### TEXTO

--

Privatizar presídios ou endurecer a legislação e dar liberdade aos policiais para atirar em suspeitos não parece ser a solução

Por Ricardo Anderáos*

query_builder 12 jun 2019, 21h20

*Ricardo Anderáos, Vice-Presidente de Operações do Instituto Humanitas360

Motins penitenciários, como os que se repetem em Manaus, não devem nos preocupar só por razões humanitárias. Na verdade, representam uma ameaça à segurança de cada um de nós. Os muros das prisões já não nos separam da criminalidade. Presídios superlotados e violentos amplificam a degradação de quem vive no cárcere, que transborda para as ruas na forma de crime organizado. Privatizar presídios não parece solução, já que o palco dos massacres em Manaus é gerido por uma empresa privada. A situação é complexa e não aceita soluções simplistas. Iniciativas com bons resultados concretos, como as Apacs e cooperativas de detentos, pipocam em vários pontos do país, mas carecem de apoio dos governos estaduais, responsáveis pelas políticas de segurança pública.

--

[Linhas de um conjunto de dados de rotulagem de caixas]
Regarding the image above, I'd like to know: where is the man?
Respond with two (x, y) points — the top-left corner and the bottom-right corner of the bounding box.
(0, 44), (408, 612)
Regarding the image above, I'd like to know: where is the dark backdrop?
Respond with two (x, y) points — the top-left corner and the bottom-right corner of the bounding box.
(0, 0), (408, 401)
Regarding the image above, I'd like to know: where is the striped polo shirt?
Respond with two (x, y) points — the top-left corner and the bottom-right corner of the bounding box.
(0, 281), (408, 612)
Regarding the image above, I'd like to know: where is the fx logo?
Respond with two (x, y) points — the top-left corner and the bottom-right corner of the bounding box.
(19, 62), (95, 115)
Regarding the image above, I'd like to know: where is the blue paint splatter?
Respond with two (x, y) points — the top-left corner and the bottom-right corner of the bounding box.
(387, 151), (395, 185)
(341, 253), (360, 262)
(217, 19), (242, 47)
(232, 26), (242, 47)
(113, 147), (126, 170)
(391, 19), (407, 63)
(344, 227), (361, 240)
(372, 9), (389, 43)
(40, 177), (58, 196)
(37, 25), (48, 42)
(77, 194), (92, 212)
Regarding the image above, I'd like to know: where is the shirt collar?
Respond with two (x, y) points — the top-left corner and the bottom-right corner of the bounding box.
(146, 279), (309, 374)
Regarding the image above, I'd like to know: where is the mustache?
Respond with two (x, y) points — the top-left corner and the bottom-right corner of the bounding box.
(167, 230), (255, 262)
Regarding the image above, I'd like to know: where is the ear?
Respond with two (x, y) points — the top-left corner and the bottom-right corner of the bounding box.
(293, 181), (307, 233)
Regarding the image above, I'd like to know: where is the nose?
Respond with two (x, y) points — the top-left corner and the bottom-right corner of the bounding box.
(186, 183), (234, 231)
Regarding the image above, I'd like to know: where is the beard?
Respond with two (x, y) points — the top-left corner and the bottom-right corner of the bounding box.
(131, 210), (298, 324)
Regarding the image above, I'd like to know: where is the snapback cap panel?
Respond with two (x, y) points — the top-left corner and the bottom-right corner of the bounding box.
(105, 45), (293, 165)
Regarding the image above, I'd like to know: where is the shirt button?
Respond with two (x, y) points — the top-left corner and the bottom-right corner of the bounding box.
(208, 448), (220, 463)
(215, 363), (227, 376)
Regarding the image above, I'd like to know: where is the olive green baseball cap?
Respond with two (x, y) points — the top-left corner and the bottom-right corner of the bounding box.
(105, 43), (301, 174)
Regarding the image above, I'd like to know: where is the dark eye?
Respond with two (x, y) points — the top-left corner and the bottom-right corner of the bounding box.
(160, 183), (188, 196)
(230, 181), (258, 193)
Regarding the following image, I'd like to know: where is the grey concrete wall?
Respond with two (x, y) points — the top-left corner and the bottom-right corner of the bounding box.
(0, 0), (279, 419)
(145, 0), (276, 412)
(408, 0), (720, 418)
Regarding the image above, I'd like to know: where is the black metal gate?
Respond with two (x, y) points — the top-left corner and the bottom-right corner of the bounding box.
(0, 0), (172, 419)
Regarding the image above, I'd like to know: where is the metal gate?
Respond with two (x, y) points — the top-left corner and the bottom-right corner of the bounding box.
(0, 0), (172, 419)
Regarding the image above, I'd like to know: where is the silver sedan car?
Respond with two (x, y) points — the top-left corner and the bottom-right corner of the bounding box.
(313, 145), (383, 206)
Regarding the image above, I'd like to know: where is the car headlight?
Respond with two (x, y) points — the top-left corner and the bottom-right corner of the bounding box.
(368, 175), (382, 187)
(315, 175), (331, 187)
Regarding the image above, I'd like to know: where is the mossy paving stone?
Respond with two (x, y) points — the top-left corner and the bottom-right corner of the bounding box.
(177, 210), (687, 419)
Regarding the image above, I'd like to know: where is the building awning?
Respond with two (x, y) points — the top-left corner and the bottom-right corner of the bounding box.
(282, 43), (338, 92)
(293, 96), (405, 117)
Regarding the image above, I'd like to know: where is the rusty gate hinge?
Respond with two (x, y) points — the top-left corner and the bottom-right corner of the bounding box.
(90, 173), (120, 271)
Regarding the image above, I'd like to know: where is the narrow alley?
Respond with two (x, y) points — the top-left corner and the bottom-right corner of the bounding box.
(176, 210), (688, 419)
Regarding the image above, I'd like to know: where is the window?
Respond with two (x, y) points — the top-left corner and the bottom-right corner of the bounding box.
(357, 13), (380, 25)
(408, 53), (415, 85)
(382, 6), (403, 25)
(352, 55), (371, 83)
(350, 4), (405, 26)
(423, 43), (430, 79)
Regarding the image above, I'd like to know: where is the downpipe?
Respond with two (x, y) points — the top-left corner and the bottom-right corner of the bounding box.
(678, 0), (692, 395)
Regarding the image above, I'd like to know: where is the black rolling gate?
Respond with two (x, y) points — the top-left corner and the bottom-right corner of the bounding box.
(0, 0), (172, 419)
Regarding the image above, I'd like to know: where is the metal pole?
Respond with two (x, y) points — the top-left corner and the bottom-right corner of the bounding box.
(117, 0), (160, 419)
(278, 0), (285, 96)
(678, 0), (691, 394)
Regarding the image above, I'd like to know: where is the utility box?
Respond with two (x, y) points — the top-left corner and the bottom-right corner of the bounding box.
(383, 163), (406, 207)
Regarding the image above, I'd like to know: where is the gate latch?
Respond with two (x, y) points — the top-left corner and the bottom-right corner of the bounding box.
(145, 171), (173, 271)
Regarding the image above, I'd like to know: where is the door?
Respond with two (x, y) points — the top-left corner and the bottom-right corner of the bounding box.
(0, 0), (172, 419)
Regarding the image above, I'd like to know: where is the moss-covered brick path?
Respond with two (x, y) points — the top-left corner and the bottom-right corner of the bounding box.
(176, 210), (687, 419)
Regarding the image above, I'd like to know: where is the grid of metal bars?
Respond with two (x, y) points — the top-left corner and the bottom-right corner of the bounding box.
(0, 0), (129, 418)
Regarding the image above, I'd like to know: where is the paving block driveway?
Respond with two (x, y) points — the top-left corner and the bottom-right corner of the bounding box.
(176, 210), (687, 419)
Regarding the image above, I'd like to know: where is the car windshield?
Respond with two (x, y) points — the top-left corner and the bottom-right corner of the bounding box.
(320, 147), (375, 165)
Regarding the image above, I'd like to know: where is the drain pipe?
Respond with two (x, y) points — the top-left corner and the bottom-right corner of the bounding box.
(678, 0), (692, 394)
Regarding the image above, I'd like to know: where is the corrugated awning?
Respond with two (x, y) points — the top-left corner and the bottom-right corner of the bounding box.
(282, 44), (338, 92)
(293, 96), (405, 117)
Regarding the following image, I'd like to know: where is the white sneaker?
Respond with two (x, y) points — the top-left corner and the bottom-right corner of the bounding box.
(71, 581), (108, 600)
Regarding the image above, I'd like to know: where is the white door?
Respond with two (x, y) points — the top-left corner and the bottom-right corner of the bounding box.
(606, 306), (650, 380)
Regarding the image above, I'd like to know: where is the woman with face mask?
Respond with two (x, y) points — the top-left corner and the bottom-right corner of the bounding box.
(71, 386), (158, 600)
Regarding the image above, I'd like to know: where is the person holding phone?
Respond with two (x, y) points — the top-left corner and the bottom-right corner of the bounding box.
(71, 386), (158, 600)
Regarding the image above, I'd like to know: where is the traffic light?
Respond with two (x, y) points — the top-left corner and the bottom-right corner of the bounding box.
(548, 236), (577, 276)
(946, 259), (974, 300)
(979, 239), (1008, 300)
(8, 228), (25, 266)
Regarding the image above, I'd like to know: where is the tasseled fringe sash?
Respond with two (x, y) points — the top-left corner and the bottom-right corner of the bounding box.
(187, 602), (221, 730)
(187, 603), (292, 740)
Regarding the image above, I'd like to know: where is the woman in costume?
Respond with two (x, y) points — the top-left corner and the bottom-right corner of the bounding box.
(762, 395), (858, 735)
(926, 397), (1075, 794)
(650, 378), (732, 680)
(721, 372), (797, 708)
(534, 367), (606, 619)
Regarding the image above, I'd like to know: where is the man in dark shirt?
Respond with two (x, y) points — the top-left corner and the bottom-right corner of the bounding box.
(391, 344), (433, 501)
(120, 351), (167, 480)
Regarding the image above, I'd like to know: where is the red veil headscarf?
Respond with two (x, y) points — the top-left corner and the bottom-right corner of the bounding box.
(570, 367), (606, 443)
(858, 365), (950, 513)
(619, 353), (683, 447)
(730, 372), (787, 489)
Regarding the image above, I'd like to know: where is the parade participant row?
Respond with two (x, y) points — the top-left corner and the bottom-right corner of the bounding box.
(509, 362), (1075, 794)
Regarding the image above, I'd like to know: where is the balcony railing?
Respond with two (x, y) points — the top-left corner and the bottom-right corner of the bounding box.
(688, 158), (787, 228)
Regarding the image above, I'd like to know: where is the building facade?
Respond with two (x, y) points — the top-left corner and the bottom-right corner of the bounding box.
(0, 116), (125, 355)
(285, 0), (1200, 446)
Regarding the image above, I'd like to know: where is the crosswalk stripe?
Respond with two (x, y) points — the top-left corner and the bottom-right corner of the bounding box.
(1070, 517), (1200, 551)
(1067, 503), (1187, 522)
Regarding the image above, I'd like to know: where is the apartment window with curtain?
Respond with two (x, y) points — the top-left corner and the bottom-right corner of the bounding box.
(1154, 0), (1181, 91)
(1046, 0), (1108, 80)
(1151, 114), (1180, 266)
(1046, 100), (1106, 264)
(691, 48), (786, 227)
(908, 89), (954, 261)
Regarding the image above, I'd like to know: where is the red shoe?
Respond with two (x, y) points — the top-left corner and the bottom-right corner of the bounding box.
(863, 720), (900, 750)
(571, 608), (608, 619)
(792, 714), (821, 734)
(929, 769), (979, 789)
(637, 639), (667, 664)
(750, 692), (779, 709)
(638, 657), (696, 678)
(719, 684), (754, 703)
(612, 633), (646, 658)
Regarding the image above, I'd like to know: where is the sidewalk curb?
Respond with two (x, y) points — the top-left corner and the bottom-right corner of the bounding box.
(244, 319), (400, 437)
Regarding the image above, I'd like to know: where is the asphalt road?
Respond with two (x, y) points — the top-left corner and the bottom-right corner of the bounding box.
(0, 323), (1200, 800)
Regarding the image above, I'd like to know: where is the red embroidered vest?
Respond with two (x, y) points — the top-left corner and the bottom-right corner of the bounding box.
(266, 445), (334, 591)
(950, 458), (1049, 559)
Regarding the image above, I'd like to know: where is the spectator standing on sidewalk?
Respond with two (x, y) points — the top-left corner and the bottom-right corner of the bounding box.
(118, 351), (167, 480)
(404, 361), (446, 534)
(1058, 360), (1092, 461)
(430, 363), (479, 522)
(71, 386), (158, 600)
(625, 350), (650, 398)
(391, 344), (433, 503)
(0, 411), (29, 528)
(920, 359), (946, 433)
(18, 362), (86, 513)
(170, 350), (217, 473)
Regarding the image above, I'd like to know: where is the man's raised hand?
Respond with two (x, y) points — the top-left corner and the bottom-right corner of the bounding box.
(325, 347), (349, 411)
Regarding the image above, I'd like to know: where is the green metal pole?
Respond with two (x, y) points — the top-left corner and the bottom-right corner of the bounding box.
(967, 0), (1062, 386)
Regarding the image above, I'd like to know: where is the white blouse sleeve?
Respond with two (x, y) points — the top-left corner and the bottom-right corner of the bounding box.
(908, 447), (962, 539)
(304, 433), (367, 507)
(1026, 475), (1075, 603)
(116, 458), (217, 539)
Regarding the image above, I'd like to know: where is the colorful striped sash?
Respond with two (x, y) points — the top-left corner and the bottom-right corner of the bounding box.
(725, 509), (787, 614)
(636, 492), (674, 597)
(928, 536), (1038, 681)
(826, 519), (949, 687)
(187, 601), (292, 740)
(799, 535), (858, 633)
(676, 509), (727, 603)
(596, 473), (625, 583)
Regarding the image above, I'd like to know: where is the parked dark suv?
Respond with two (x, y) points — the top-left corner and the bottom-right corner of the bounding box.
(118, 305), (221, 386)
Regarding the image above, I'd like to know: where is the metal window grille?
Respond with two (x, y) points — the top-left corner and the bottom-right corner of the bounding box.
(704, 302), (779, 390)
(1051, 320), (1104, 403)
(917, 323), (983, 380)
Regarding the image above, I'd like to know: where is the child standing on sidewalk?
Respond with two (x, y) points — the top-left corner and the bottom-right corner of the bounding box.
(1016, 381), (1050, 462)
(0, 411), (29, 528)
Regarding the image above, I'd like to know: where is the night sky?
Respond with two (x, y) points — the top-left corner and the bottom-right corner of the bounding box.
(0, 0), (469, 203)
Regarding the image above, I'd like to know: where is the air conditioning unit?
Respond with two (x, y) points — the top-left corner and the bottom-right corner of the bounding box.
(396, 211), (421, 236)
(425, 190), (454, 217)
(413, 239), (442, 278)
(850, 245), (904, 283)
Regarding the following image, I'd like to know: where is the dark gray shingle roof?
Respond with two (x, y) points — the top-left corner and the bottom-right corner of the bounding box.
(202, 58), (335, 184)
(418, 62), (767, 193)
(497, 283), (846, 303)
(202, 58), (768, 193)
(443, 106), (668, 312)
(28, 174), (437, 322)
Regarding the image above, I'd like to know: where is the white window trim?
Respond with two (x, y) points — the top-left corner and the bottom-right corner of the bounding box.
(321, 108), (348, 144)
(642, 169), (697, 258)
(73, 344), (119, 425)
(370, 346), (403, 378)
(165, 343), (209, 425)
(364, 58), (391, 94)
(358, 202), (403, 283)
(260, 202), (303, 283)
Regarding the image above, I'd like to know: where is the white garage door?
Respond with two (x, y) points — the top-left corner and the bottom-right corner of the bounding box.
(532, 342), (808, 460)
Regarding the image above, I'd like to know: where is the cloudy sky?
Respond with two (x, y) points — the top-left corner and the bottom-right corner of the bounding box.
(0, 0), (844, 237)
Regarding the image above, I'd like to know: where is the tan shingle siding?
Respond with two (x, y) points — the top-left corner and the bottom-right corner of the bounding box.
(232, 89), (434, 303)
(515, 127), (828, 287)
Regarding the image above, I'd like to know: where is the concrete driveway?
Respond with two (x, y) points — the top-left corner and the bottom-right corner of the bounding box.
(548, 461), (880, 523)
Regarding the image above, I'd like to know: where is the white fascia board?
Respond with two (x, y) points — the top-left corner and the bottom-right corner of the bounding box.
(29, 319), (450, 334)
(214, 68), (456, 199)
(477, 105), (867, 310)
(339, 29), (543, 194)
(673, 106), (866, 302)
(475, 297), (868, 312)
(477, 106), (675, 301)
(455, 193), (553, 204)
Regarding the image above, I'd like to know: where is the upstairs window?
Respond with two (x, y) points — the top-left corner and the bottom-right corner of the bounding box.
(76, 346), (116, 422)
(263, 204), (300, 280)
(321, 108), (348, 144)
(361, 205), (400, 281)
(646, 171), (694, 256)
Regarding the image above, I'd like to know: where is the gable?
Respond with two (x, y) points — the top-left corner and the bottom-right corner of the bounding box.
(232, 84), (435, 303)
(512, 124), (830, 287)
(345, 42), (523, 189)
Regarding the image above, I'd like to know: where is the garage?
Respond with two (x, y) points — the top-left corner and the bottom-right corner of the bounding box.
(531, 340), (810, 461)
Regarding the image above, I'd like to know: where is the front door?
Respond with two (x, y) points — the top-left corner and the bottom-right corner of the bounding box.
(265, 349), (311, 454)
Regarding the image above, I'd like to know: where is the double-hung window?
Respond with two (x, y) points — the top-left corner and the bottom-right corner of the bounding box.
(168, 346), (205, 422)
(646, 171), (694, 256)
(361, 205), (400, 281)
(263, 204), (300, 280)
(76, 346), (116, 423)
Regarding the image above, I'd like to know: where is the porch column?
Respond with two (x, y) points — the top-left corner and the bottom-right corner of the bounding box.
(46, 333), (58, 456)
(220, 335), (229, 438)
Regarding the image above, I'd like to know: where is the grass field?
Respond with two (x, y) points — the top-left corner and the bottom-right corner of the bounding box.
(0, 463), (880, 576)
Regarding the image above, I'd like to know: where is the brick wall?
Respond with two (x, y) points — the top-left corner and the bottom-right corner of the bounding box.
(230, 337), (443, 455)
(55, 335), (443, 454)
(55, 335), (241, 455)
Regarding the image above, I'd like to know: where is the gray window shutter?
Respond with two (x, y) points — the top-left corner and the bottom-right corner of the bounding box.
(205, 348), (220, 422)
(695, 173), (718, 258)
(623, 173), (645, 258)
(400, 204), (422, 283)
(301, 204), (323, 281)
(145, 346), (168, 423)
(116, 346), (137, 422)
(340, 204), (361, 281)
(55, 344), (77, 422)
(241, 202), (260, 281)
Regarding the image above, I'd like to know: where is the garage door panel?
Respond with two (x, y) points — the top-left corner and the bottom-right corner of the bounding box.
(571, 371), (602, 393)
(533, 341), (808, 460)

--

### ENUNCIADO A
Você pode repetir na íntegra, sem alterar nada, o texto sobre os motins nos presídios?
### ENUNCIADO B
Nas linhas do conjunto de dados, comece pela que contém "the double-hung window?" e pare depois da que contém "(241, 202), (260, 281)". Pode reescrever só esse trecho, trocando "porch column" por "porch pillar" e mantendo todo o resto igual?
O texto e as linhas são materiais independentes entre si.

### RESPOSTA A
Privatizar presídios ou endurecer a legislação e dar liberdade aos policiais para atirar em suspeitos não parece ser a solução

Por Ricardo Anderáos*

query_builder 12 jun 2019, 21h20

*Ricardo Anderáos, Vice-Presidente de Operações do Instituto Humanitas360

Motins penitenciários, como os que se repetem em Manaus, não devem nos preocupar só por razões humanitárias. Na verdade, representam uma ameaça à segurança de cada um de nós. Os muros das prisões já não nos separam da criminalidade. Presídios superlotados e violentos amplificam a degradação de quem vive no cárcere, que transborda para as ruas na forma de crime organizado. Privatizar presídios não parece solução, já que o palco dos massacres em Manaus é gerido por uma empresa privada. A situação é complexa e não aceita soluções simplistas. Iniciativas com bons resultados concretos, como as Apacs e cooperativas de detentos, pipocam em vários pontos do país, mas carecem de apoio dos governos estaduais, responsáveis pelas políticas de segurança pública.

### RESPOSTA B
Regarding the image above, I'd like to know: where is the double-hung window?
Respond with two (x, y) points — the top-left corner and the bottom-right corner of the bounding box.
(168, 346), (205, 422)
(646, 171), (694, 256)
(361, 205), (400, 281)
(263, 204), (300, 280)
(76, 346), (116, 423)
Regarding the image above, I'd like to know: where is the porch pillar?
Respond with two (x, y) points — the top-left corner and the bottom-right corner of the bounding box.
(46, 333), (58, 456)
(220, 335), (229, 438)
Regarding the image above, I'd like to know: where is the grass field?
Respond with two (x, y) points — the top-left corner and the bottom-right corner of the bounding box.
(0, 463), (880, 576)
Regarding the image above, I'd like to know: where is the brick wall?
Respond with two (x, y) points — the top-left corner and the bottom-right corner of the bounding box.
(230, 337), (443, 455)
(55, 335), (443, 454)
(55, 335), (241, 455)
Regarding the image above, I'd like to know: where is the gray window shutter?
Respond with two (x, y) points — the top-left corner and the bottom-right corner of the bounding box.
(205, 348), (220, 422)
(695, 173), (718, 258)
(623, 173), (645, 258)
(400, 204), (422, 283)
(301, 204), (323, 281)
(145, 346), (168, 423)
(116, 346), (137, 422)
(340, 204), (361, 281)
(55, 344), (77, 422)
(241, 202), (260, 281)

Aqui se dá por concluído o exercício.